Data shown —
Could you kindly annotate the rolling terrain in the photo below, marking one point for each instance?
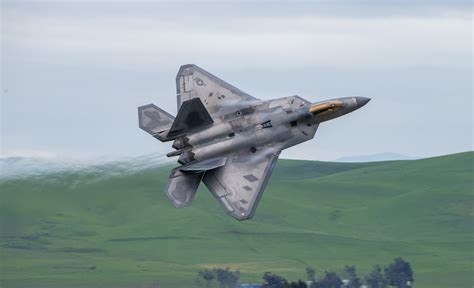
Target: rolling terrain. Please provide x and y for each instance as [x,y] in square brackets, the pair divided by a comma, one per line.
[110,225]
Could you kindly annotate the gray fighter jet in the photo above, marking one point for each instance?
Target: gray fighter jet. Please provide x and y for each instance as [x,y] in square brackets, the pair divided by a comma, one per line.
[231,140]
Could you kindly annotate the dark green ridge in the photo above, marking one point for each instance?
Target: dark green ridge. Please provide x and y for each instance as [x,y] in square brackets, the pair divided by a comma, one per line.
[56,227]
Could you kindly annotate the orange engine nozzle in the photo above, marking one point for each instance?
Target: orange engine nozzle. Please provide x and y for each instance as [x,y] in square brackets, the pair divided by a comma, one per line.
[325,107]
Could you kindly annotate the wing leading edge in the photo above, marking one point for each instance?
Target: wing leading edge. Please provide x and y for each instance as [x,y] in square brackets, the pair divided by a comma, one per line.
[239,185]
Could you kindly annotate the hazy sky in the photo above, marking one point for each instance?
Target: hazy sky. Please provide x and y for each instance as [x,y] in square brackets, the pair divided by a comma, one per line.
[73,74]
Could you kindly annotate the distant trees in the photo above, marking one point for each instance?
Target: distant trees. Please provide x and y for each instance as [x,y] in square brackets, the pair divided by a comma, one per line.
[311,276]
[226,278]
[397,274]
[376,278]
[351,275]
[274,281]
[330,280]
[207,276]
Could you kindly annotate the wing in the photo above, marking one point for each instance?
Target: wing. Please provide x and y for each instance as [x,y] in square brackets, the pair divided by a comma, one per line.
[218,96]
[239,184]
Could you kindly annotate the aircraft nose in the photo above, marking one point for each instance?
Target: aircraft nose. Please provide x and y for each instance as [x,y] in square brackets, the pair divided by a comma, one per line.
[361,101]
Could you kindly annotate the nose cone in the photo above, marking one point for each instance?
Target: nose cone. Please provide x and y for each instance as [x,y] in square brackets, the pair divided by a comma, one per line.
[361,101]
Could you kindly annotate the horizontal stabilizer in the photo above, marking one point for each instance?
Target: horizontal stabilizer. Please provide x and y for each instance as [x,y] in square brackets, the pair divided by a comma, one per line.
[204,165]
[155,121]
[182,187]
[192,116]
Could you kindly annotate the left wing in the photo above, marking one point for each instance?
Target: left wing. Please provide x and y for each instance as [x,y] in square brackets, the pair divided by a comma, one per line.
[239,184]
[218,96]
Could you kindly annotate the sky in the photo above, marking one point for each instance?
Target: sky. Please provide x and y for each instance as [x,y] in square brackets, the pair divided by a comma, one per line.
[73,73]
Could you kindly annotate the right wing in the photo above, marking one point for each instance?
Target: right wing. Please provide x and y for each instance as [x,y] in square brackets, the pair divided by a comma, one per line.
[240,183]
[218,96]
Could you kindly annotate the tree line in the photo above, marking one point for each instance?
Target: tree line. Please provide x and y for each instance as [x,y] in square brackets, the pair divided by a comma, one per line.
[397,274]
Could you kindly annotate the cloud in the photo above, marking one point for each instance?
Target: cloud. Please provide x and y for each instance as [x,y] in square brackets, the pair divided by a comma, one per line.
[288,42]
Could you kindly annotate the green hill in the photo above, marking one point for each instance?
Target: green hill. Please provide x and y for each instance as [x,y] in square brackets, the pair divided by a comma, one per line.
[92,227]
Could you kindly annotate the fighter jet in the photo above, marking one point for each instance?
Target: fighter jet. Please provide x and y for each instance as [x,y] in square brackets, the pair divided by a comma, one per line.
[231,140]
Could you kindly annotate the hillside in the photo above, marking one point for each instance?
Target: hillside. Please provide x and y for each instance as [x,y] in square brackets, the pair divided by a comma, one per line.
[109,226]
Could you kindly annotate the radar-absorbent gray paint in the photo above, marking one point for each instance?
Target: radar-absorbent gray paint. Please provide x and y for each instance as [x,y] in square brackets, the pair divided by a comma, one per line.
[230,140]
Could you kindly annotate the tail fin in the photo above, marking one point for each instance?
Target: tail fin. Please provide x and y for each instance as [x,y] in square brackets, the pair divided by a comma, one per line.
[192,116]
[155,121]
[182,187]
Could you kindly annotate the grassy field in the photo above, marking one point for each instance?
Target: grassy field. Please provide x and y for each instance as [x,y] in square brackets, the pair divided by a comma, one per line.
[106,227]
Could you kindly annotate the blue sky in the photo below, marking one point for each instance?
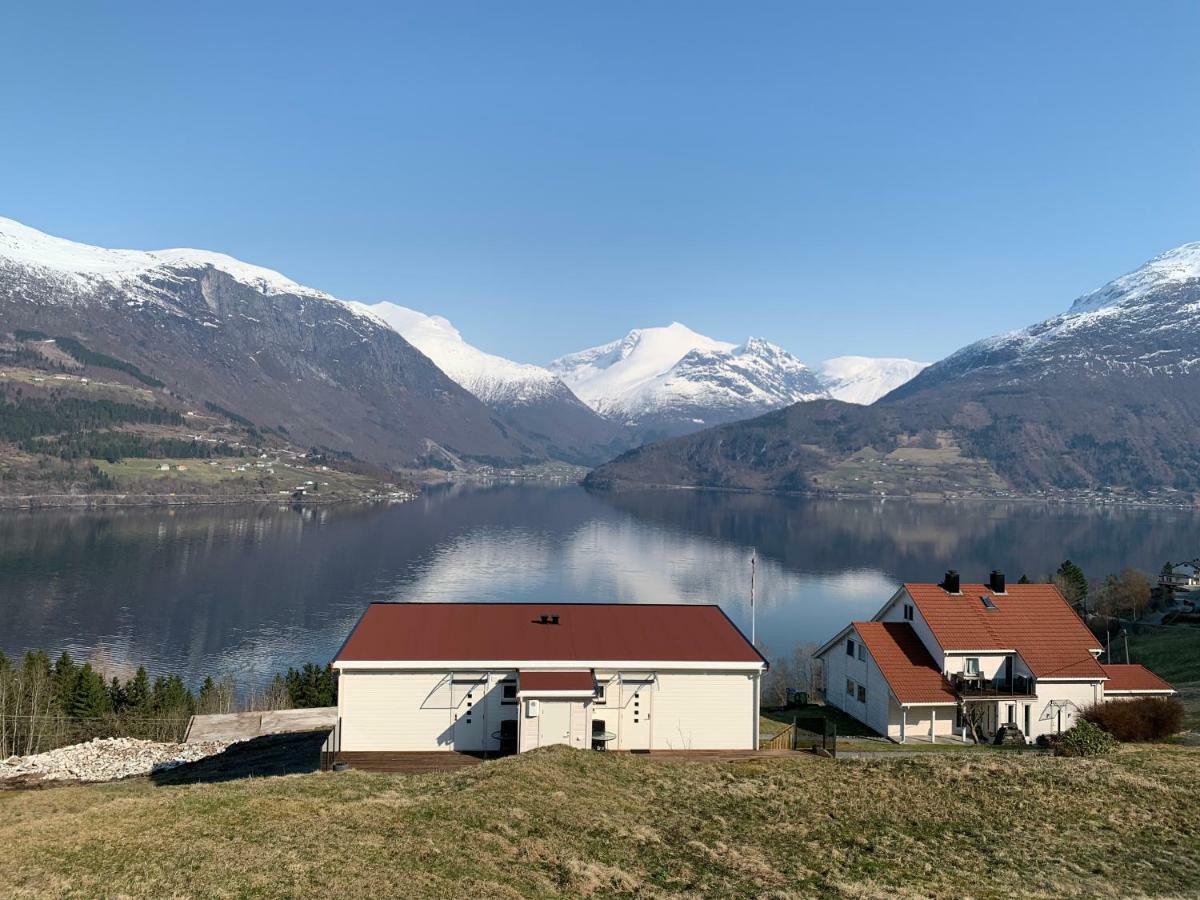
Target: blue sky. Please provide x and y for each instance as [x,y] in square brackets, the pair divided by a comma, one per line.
[887,179]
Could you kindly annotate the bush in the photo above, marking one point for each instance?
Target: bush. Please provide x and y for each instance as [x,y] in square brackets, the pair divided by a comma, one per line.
[1141,719]
[1085,739]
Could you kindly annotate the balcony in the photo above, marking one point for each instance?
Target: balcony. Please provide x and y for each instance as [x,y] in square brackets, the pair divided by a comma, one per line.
[979,688]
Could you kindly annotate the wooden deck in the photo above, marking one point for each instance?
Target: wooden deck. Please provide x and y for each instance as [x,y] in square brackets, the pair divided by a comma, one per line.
[447,760]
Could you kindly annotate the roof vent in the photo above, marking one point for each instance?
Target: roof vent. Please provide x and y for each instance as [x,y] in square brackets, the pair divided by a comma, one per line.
[996,581]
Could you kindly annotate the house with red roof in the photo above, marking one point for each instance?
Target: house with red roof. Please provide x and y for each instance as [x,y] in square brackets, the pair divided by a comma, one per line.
[484,677]
[958,660]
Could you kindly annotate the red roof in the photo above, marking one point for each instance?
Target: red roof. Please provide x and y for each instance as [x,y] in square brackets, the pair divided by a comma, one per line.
[1032,619]
[585,633]
[556,681]
[911,672]
[1133,678]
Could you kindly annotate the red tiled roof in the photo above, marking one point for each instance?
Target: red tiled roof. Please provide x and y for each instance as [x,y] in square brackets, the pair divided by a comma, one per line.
[1032,619]
[556,681]
[1133,678]
[911,672]
[679,633]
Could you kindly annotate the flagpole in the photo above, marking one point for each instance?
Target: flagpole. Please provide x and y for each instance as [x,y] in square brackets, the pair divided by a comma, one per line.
[754,563]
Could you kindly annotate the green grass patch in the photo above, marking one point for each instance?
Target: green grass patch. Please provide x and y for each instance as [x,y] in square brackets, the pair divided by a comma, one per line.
[574,823]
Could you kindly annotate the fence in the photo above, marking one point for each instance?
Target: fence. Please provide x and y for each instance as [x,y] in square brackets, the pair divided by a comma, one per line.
[815,733]
[27,735]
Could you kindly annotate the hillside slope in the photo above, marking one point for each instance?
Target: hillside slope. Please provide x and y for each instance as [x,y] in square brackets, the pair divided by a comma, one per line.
[1105,396]
[529,399]
[663,382]
[251,341]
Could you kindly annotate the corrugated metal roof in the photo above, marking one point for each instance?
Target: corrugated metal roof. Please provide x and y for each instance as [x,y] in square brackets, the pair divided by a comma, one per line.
[1133,677]
[910,670]
[1032,619]
[683,633]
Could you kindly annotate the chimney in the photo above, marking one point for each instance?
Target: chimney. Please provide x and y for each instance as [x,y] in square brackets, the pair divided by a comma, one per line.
[996,581]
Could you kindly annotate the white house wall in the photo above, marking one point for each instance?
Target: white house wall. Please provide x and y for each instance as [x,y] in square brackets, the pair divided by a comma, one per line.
[839,666]
[411,711]
[709,711]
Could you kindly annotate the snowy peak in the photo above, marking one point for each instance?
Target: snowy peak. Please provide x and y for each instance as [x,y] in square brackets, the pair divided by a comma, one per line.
[88,267]
[1175,267]
[671,379]
[864,379]
[493,379]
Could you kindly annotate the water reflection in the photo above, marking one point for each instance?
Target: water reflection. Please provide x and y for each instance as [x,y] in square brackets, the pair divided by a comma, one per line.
[251,591]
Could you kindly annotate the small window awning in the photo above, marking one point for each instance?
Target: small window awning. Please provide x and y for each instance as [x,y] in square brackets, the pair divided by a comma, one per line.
[544,683]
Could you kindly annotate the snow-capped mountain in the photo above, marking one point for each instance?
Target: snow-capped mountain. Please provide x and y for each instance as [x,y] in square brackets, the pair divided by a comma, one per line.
[251,341]
[1102,399]
[529,397]
[1144,324]
[672,381]
[864,379]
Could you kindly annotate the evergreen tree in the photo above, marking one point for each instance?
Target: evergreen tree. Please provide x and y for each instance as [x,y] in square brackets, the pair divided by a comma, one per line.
[312,685]
[1073,583]
[66,673]
[137,690]
[115,695]
[90,699]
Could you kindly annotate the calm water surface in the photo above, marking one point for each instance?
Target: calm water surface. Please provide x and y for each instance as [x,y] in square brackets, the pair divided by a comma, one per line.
[250,591]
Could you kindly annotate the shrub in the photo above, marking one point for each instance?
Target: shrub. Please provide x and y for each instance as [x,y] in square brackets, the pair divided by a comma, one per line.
[1085,739]
[1141,719]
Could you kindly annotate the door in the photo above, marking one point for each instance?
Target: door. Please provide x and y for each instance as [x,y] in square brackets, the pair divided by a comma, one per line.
[555,723]
[636,707]
[468,713]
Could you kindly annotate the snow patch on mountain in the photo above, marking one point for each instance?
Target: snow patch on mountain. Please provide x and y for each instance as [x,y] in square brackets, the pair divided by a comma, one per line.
[864,379]
[87,268]
[673,371]
[495,379]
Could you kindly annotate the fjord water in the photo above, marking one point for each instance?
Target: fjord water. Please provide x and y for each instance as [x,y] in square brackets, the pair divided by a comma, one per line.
[250,591]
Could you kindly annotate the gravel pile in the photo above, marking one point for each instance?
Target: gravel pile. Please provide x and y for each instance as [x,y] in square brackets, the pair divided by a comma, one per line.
[106,760]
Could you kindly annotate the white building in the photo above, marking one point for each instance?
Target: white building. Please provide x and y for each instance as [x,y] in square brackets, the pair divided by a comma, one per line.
[942,660]
[491,677]
[1183,577]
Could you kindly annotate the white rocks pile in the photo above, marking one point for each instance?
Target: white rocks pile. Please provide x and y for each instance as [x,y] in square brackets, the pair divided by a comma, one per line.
[107,760]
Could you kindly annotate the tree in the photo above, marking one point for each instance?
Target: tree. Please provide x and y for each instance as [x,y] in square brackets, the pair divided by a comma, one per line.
[1072,583]
[90,697]
[1123,595]
[311,685]
[137,690]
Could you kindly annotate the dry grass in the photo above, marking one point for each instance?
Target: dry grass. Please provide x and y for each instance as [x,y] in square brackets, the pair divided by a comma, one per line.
[571,823]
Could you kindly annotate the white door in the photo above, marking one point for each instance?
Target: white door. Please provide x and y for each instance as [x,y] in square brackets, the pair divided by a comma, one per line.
[636,706]
[555,723]
[467,711]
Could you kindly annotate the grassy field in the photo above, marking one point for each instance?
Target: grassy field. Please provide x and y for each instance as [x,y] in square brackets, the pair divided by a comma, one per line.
[573,823]
[1174,653]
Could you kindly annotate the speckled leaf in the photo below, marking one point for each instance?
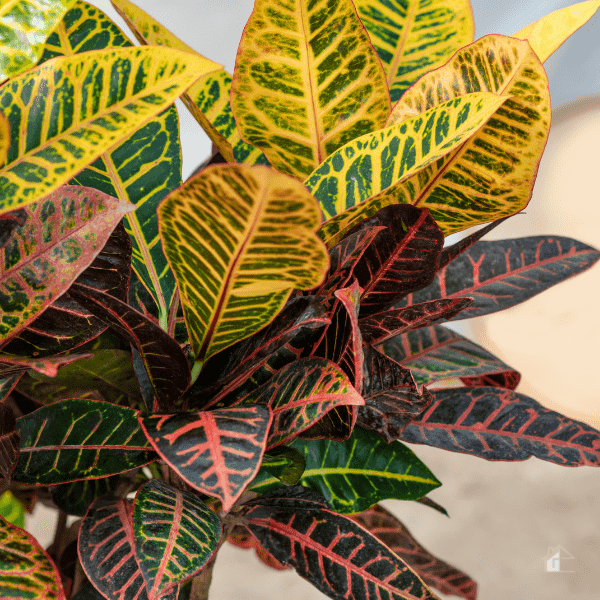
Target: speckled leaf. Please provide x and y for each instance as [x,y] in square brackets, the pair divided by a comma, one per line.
[351,181]
[65,324]
[239,239]
[66,112]
[217,452]
[433,571]
[382,326]
[436,353]
[79,439]
[359,472]
[24,27]
[164,360]
[27,570]
[106,551]
[413,37]
[302,393]
[142,169]
[503,273]
[175,534]
[491,174]
[61,237]
[335,554]
[547,34]
[499,424]
[306,82]
[391,396]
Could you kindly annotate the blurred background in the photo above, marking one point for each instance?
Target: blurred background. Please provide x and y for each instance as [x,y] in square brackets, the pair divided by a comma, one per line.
[504,517]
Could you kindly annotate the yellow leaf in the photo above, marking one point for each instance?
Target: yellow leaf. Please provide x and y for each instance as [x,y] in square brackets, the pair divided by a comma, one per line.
[68,111]
[239,239]
[413,37]
[491,175]
[548,33]
[306,82]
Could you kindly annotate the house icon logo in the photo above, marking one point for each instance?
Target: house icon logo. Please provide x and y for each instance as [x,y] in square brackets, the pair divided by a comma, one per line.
[556,560]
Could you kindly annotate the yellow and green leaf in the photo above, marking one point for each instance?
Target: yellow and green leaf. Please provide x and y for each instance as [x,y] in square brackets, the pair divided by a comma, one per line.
[239,239]
[143,169]
[65,113]
[380,161]
[413,37]
[547,34]
[491,175]
[306,82]
[207,99]
[24,27]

Do this — Take the line that contains "Could you kindly annotate the blurred" and every line after it through the end of the listing above, and repeat them exactly.

The output —
Could you kindly annotate the blurred background in the photo above, marking one point for each instance?
Target: blurred background. Please provide x and y for each instance as [x,y] in square brackets, the pair divided by a comma, one per line.
[504,517]
Could you kindly annotate the yellow leaf in the photo above, marking one point for each instance?
Target: yellow leaf. Please provide x and y for each instance as [x,y] in square brackets, the pair divided by a comma, one per line.
[68,111]
[239,239]
[413,37]
[491,175]
[548,33]
[306,82]
Could you kindly annotate the house icon logo in the photo above, marking one point for each instance?
Target: house icon logo. Please provide x and y for each instance as [x,y] in square brackets, the pair divided by a comma, one per line.
[556,560]
Could you kindly annotate the yellow and green leaf in the photo above, marking one point for each instance?
Target: yellow and green leaf. Please provide x and y for each instance as [x,y] in square brackets, the pair divided by a comma, one per line.
[239,239]
[143,169]
[65,113]
[380,161]
[413,37]
[547,34]
[491,175]
[306,82]
[207,99]
[24,27]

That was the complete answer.